* [Task requirements] Emit the data below verbatim, stripping out any pictures.

* [Information provided]
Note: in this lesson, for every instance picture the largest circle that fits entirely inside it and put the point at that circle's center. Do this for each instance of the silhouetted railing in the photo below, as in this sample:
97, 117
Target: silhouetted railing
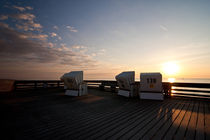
177, 89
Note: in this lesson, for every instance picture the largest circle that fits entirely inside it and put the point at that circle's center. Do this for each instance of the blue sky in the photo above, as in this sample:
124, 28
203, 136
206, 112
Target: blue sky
103, 38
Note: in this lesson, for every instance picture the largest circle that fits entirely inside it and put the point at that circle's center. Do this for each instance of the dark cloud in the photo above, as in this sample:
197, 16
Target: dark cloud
16, 47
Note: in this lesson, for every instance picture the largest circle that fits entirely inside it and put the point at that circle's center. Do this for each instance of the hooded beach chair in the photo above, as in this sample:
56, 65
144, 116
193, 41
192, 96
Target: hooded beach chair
126, 83
74, 84
151, 86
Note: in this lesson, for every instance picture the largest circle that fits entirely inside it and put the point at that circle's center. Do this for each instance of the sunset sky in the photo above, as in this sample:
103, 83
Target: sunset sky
42, 39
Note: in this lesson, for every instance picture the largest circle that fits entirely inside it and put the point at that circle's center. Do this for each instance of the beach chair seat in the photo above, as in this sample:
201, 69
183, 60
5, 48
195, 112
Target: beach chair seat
74, 84
126, 83
151, 86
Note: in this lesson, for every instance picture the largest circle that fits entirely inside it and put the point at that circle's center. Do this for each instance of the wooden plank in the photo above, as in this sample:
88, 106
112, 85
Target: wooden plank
154, 129
180, 131
171, 126
207, 120
191, 129
190, 90
86, 127
199, 135
160, 115
112, 120
164, 111
128, 124
165, 125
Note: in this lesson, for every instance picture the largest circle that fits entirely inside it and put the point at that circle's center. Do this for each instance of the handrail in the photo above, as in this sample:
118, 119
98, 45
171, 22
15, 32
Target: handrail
192, 89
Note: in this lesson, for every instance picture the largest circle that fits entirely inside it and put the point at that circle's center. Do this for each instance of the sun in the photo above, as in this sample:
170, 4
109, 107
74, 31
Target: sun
170, 68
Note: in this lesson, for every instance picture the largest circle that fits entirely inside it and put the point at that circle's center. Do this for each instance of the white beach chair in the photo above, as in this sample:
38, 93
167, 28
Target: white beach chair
151, 86
73, 83
126, 83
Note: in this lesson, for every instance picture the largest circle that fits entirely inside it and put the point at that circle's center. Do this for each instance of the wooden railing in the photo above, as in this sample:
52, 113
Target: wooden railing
177, 89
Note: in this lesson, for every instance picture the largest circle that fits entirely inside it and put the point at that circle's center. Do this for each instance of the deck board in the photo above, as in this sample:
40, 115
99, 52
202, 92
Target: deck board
102, 115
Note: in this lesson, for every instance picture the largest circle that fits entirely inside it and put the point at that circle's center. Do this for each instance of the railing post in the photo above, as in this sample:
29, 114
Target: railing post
35, 84
101, 86
113, 88
58, 84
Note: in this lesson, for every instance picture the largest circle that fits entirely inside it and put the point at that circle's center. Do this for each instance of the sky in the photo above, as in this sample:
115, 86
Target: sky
45, 39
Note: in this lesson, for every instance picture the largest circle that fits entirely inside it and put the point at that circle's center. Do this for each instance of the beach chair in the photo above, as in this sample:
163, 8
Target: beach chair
151, 86
126, 83
74, 84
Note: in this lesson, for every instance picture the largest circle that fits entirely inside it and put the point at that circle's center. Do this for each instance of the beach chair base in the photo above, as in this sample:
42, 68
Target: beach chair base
72, 92
124, 93
152, 96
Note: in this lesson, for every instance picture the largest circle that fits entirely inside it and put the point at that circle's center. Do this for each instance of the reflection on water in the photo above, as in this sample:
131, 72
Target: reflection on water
171, 80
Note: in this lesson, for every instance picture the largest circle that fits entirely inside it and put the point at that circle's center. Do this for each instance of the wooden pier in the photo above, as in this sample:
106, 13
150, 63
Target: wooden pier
46, 113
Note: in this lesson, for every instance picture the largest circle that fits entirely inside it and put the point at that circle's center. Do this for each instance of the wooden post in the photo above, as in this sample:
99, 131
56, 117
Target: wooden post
35, 84
58, 83
101, 87
113, 88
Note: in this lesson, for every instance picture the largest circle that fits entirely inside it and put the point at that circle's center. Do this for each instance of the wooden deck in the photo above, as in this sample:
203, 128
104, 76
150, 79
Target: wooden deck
49, 114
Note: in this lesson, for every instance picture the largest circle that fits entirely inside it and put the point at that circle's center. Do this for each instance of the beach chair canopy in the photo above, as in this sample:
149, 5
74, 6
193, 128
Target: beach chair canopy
72, 79
151, 82
125, 79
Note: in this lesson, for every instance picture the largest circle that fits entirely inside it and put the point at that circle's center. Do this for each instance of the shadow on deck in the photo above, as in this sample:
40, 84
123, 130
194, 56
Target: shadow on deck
49, 114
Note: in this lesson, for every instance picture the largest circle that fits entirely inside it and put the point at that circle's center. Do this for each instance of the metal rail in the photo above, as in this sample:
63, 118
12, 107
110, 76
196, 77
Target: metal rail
177, 89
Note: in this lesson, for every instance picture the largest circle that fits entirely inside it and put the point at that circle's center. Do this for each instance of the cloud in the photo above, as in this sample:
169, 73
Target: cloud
23, 16
55, 27
4, 25
72, 29
25, 21
3, 17
78, 47
21, 47
22, 8
29, 8
164, 28
53, 34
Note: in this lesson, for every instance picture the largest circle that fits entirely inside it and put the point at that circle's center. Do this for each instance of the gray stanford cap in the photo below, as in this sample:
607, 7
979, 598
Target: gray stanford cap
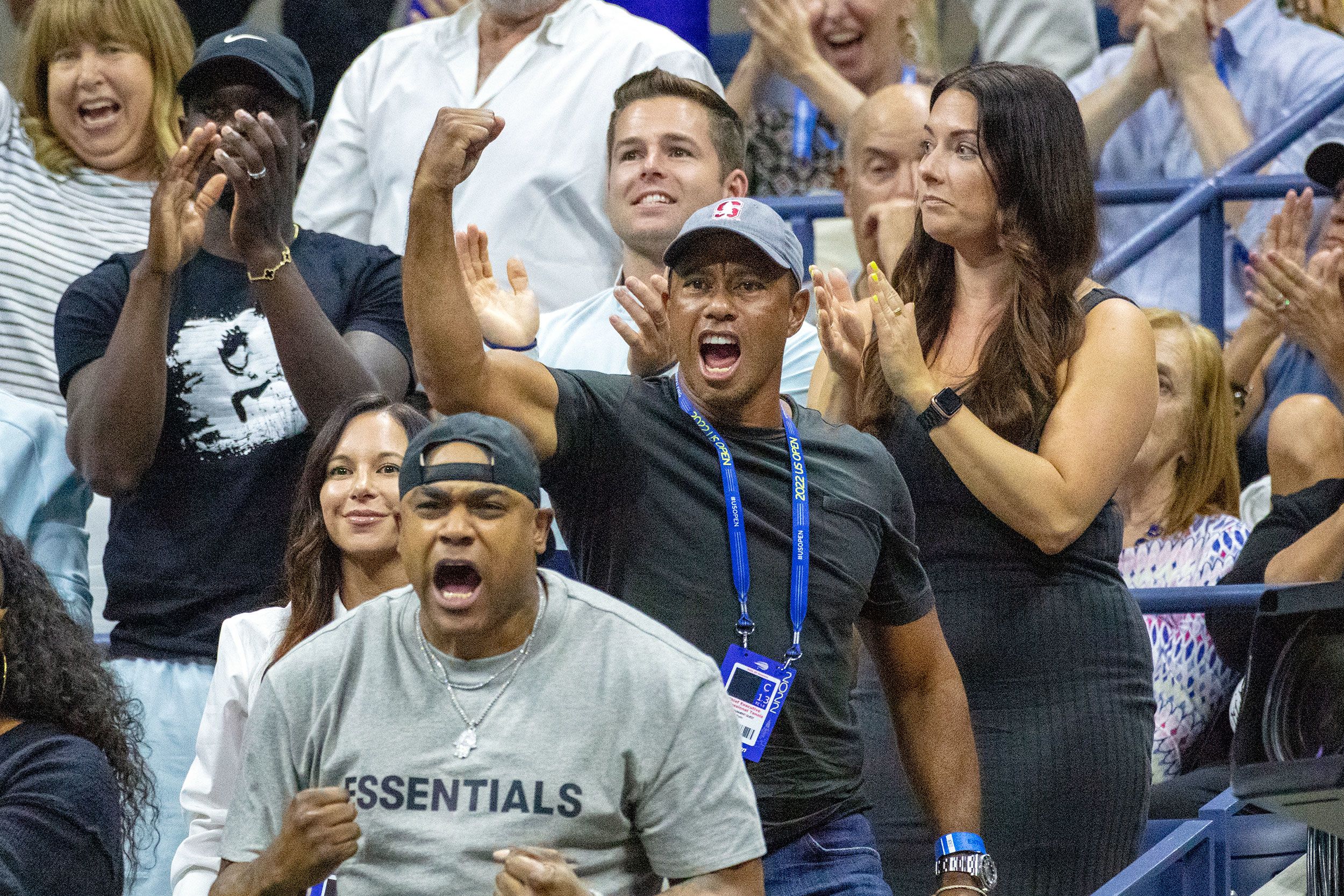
750, 219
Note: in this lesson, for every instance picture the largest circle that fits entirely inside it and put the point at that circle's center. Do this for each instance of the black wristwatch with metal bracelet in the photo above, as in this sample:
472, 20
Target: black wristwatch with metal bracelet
966, 854
940, 410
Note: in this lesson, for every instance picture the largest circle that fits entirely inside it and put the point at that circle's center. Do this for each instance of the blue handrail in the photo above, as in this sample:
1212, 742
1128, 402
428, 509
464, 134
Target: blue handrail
1202, 844
1206, 202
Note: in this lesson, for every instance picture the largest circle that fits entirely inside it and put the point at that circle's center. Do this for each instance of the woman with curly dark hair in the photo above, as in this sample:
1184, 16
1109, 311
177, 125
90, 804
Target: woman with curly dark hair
1014, 394
342, 554
74, 792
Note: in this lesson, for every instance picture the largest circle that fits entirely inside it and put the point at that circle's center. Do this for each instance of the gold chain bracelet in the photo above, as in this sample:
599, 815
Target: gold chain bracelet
285, 259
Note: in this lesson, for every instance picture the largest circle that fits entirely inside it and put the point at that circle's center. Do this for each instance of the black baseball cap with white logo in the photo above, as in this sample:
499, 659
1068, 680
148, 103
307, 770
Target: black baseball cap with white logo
1326, 164
275, 54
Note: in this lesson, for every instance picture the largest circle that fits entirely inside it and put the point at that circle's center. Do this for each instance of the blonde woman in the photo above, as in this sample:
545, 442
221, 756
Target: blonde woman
80, 149
810, 66
1179, 501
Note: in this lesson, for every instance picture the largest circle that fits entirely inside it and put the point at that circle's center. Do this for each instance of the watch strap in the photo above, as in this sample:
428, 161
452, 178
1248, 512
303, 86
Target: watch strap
959, 841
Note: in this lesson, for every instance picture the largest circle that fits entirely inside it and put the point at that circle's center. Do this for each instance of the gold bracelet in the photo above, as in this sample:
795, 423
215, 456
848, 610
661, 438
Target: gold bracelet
270, 272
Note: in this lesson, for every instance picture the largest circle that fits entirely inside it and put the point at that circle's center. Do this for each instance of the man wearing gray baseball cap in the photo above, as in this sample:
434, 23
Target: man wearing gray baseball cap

* [The output]
Note: in this lesson, for every instance picture the largest circle that fits entirely inside it and put the point at that circle's center. Do this for each instance of the silhouetted railing in the photo below, as in this sample:
97, 117
Target: silhouetted railing
177, 89
Note: in this lesson, for every instance picture the largest circle that fits entirely inside it and put the point at that circle's center. Do this for each instance of the blue sky in the photo above, as in this sample:
124, 28
203, 136
206, 112
Target: blue sky
103, 38
Note: in this lesson, for every instance picture the largest circle that fits entirely inside it and put the point at that circle's center. Do this for each instance of the dark cloud in the photo above, as in this sample:
197, 16
Target: dark cloud
16, 47
Note: in this lesson, for every instance picture the largest circle that fits entirely inside it and put the point at that circle's center. Do this for each instance of the hooded beach chair in the photo above, as in this sample:
56, 65
144, 116
193, 41
192, 96
Target: hooded beach chair
126, 83
74, 84
151, 86
Note: in this lesson, for every instance picture the largest circle that fits entirely inside it and put the point at that circle's center. Do this for each instance of the sunset sky in the photo above, as in this sample:
103, 83
Target: sunset sky
42, 39
Note: in this lesson, for every instance picture the largest circle that fits entirely inside it and put the point at that circle's center. Do this for each instance of the beach chair seat in the photo above, as in this sample:
201, 69
183, 60
5, 48
195, 112
Target: beach chair seat
74, 84
126, 83
151, 86
Note: in this lesson, for every instance picture the largest circle that fits entirely inside it and put the point at that circle's center. Do this for each instance of the wooden plank in the photo above, as in this sample:
88, 106
112, 85
Target: wooden plank
154, 129
180, 131
171, 126
207, 120
191, 129
190, 90
86, 127
199, 135
160, 115
112, 120
164, 111
128, 124
165, 125
Note: in this lesson, for every instance picture the largest circle that fits entirely inside it and put the point at that circle's center. Do this for each instance of the handrail in the photo above, as in this sample:
118, 119
98, 45
171, 22
15, 32
Target: handrail
192, 89
Note: in this lesson, for every instance picture the largest circle that fits entirely inside it and put the point at that circle's center. Do this for each instance of the sun in the photo above, as in this sample:
170, 4
109, 107
74, 31
Target: sun
170, 68
Note: in this lesson, for every instance picture the largest circle that fits entirely inside it and put the point at that circle's center. Do this for each instance of the white beach chair in the photo above, as in this sample:
38, 93
167, 28
Target: white beach chair
151, 86
73, 83
126, 83
Note: in this lesson, for every instance picture the largest circle that fits entirely inside it and put the point at that circle's center. Do this for each instance of the wooden railing in the photo above, as in this sample:
52, 113
Target: wooden railing
177, 89
Note: in this lesson, for every instance picture the largest circle that fits entirely inside it and put the point at that circle's center. Do this for each instance of the deck board in the photo above, as in this sample:
40, 115
99, 52
202, 92
Target: deck board
102, 115
Note: in this lesson, for every instance picture the largest circle that fits entirely inside it and put the point at that circle's center. Do this for each instance of the railing post in the photo above, as in this sample:
29, 114
Target: railing post
35, 84
101, 86
113, 88
58, 84
Note: in this lesson, for every instance picture the largest circle that fits entirely inside it and put the point at that circle's center. Do this for each instance of the sky in the photo above, as in this sample:
115, 86
Target: sky
45, 39
Note: in this lesson, for every instance picture the largest circle that fits entirely inside it and put the point at that circle's center. Do this for each instance of the beach chair in the photo above, as in this sample:
163, 8
Target: beach chair
151, 86
126, 83
74, 84
Note: in this lesson, for every instance picture the largest circle that fits entirely inside it and put the point at that circle's center. Do this for each instance of the beach chair base in the photo above, as in this sample:
42, 68
Target: beach chair base
72, 92
124, 93
152, 96
Note: in this lesson, for every instance picture the largest circle that fits entirely inside it and put the point at that circle's center. Do this for each instance of the reflection on water in the photo above, as in this sample:
131, 72
Target: reflection on water
171, 80
Note: in this lesson, for every instance picture the largest circle that fits entirely inside it and put the point at that circle's center. Do this for each instance of the wooden pier in the photo above, as in this sample:
106, 13
150, 63
Target: wooden pier
46, 113
Note: in this lesson, for every instance picture the largest circle that fits entirely inside it and put the point at that circle's center. Do this for each instance of the wooden post in the photo above, as in this sample:
99, 131
56, 117
Target: wooden post
35, 84
58, 83
101, 87
113, 88
Note: in this lesson, for every instance picture the largest circle that fits entirely inside it and put the point at that circle's center. Do this for each instance of the wooden deck in the photo above, as in this sample:
203, 128
104, 76
150, 79
Target: wooden deck
49, 114
Note: in this lesson, for every instance picture the largest circle that fits entirely inside it and put the point at that circle's center. Do this for each instance of the beach chair canopy in the photo above, as in this sample:
149, 5
74, 6
193, 128
Target: beach chair canopy
72, 79
151, 82
125, 79
Note: in this lesson, for every instance picture the largest circle that fits entirely inside it and put the point at that circle's center. Do this for each instance of the shadow on deck in the photo above, as in this sample:
40, 84
123, 130
194, 56
Target: shadow on deck
49, 114
Note: in this lesson, for every instance picture the largest circle that fits entirely inside it and put the point at that circle's center. Do this for each instance of the metal rail in the photo above, as in this sample:
63, 118
12, 107
110, 76
196, 77
Target: metal rail
177, 89
Note: in this lesson, for every instance picture the largest circle that fits entirely inside it and put the point at that circle's center. Do this for each instance of the cloud in the photo above, as in this sample:
169, 73
Target: cloud
23, 16
55, 27
4, 25
72, 29
25, 21
3, 17
78, 47
21, 47
22, 8
29, 8
164, 28
53, 34
Note: in this lesson, for every instance picture the largest circle that fits entirely inside it and put the point at that circle's center. Do this for each instance of the gray stanford cap in the photo below, as in this sample:
607, 7
979, 598
Target: gray stanford cap
750, 219
Note: in this lesson, for every instance picture the largest circle that fits entirely inside it and put the point at that circle's center. Do this for each instance of the black wristwatch with metal bracelet in the photo above, as in this sample:
472, 20
Target: black wristwatch with metal bracelet
966, 854
940, 410
Note: in this lesson, for every instance picture the largest circle that fits entirely inside it and put the point at that circle's center. Do this for each instance of the blue handrail in the photo above, as in this sample:
1212, 742
1128, 402
428, 509
464, 134
Target: blue handrail
1202, 844
1206, 202
Note: in this lesson, for every instance picture the largest circle that fits entirely inside it and put the point at that circle's center. Do this for each instance of the woman with curly dark hair in the photo above, as in this sample:
1184, 16
1109, 311
177, 125
90, 804
Target: woman with curly dark hair
1014, 394
342, 554
74, 792
Note: in this lesson, for every instance picture the largest circle that fits entirely inside it and put the point at that circle's center. Do this for each instance of the gold chain bracelet in the photo above, as in this sample:
599, 815
Target: gold chain bracelet
285, 259
Note: in this lesson, for every instance picture the largest circle that fits entirely inside it and put the point at that circle's center. Do this for each instance of the black baseball cap with white logo in the photo above, as in this sample:
499, 659
1068, 680
148, 103
307, 770
Target: black baseball cap with white logo
1326, 164
275, 54
Note: in this lesson, for every instance picture the largest circle that fits entirely inside it and put the point at that circle's center. Do this for each instance of the blonde woman in the photo above, as in this sample:
545, 442
221, 756
Target: blonde woman
80, 149
810, 66
1179, 501
Note: in this lesson, for every instance picture the largest circle that fits entirely inside it and put the point at that circle's center. Do this for each instance of the watch strap in the photo above, as in this sample:
428, 161
452, 178
1248, 512
303, 86
Target: watch strap
959, 841
Note: in this lesson, for every instance picture the largest circle that fits entirely inside it and put the point at that circle's center. Do this for each instance of the gold bracelet in the photo above, as in this sample:
795, 423
215, 456
848, 610
661, 438
Target: gold bracelet
270, 272
Note: in this lesson, for every instance picture the largest circle that fits entirely inside it and put the point at that circle's center. Do this for each instance of the man wearing gray baseball cap in the photo above, as in this sample:
434, 23
Target: man wearing gray baseball cap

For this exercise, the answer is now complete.